Rewrite the data below with every "locate" changed to "find" and nothing else altered. Leave the pictures out of your version.
** start Entries supplied **
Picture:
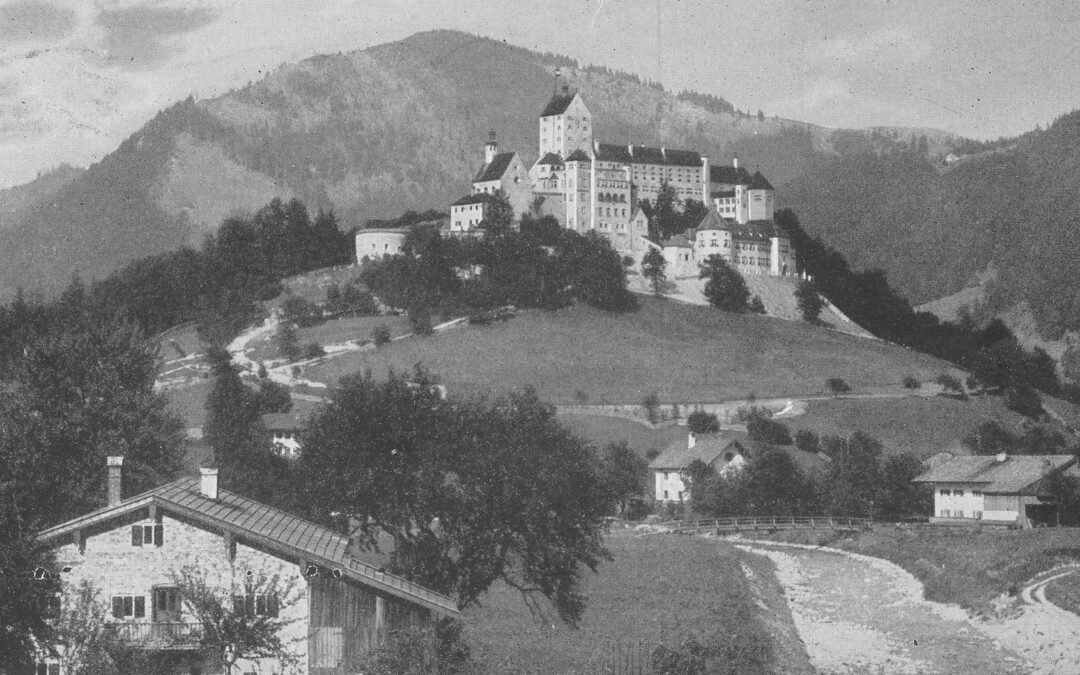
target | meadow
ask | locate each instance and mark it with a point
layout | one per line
(660, 589)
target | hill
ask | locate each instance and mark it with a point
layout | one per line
(685, 353)
(370, 134)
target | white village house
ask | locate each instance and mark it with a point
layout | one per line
(997, 488)
(724, 453)
(132, 551)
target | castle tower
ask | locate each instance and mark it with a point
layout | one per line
(565, 124)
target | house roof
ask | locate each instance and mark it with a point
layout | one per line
(707, 447)
(646, 154)
(495, 169)
(578, 156)
(714, 220)
(1018, 474)
(758, 183)
(678, 241)
(557, 105)
(280, 532)
(729, 175)
(474, 199)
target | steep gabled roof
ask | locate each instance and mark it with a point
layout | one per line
(729, 175)
(714, 220)
(552, 159)
(1018, 474)
(278, 531)
(758, 183)
(578, 156)
(494, 171)
(707, 447)
(557, 105)
(478, 198)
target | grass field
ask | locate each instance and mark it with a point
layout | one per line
(602, 431)
(914, 424)
(959, 565)
(684, 353)
(660, 589)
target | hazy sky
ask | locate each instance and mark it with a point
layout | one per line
(79, 76)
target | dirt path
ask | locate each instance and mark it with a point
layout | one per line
(863, 615)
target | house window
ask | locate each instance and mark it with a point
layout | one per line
(129, 606)
(148, 535)
(257, 604)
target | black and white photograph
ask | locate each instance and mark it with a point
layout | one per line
(601, 337)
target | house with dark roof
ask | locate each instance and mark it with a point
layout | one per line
(723, 451)
(1014, 489)
(134, 552)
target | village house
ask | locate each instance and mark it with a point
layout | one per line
(997, 488)
(133, 551)
(723, 453)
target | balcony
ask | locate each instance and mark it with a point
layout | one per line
(160, 635)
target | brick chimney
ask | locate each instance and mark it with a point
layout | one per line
(116, 480)
(207, 482)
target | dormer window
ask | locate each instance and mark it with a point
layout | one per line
(148, 535)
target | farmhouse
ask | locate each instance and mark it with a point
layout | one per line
(133, 552)
(1001, 488)
(724, 453)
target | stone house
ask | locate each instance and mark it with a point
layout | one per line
(133, 550)
(724, 453)
(997, 488)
** end Entries supplied **
→ **Exercise solution**
Picture:
target | meadow
ask | find each instance and mark it with a point
layout | one per line
(660, 589)
target | hill
ask | find each instance and mark it with a point
layout | one per line
(685, 353)
(370, 134)
target | white village house
ask | find each instance and mark it with a point
layout | one per line
(997, 488)
(724, 453)
(132, 551)
target | castle tower
ask | find each instance and mark it with a point
layout | one per line
(565, 124)
target | house roof
ask | find each instance and mark it with a point
layout | one per line
(707, 447)
(646, 154)
(495, 169)
(578, 156)
(714, 220)
(1018, 474)
(758, 183)
(678, 241)
(557, 105)
(280, 532)
(729, 175)
(474, 199)
target | steep gabled roof
ask | find each instance and mark it with a point
layout | one per line
(729, 175)
(714, 220)
(552, 159)
(1018, 474)
(278, 531)
(758, 183)
(578, 156)
(494, 171)
(707, 447)
(557, 105)
(478, 198)
target | grass field
ask | find each instance and mark it with a point
layout | one per line
(602, 431)
(914, 424)
(959, 565)
(684, 353)
(660, 589)
target | hazy sky
ask | find each instance and mark it with a point
layout | one per line
(79, 76)
target | dirt path
ask | find each instance and mark it with a point
layout | one per line
(863, 615)
target | house window
ask | find each instance and mark it with a point
layout | one per line
(129, 606)
(148, 535)
(257, 604)
target | black and white photograph
ask | find each instance and mark it with a point
layout | one per line
(601, 337)
target | house with dark roof
ask | find each instance and mark it with a point
layout | one per line
(723, 451)
(1014, 489)
(134, 552)
target | village house
ask | find each instance and mark it with a point
layout | one per line
(997, 488)
(133, 551)
(723, 453)
target | balcony
ask | find each instance and mark it with a point
layout | one per line
(160, 635)
target | brick chimney
ask | find each instance and mark it with a point
layout | one per line
(116, 480)
(207, 482)
target | dormer window
ask | find each instance and mark it with a point
layout | one per line
(148, 535)
target | farmhouse
ask | find each instance and mark it with a point
layout | one per line
(133, 552)
(1001, 488)
(724, 453)
target | stone house
ask | find each instance and mark it with a point
layout | one per line
(133, 550)
(724, 453)
(997, 488)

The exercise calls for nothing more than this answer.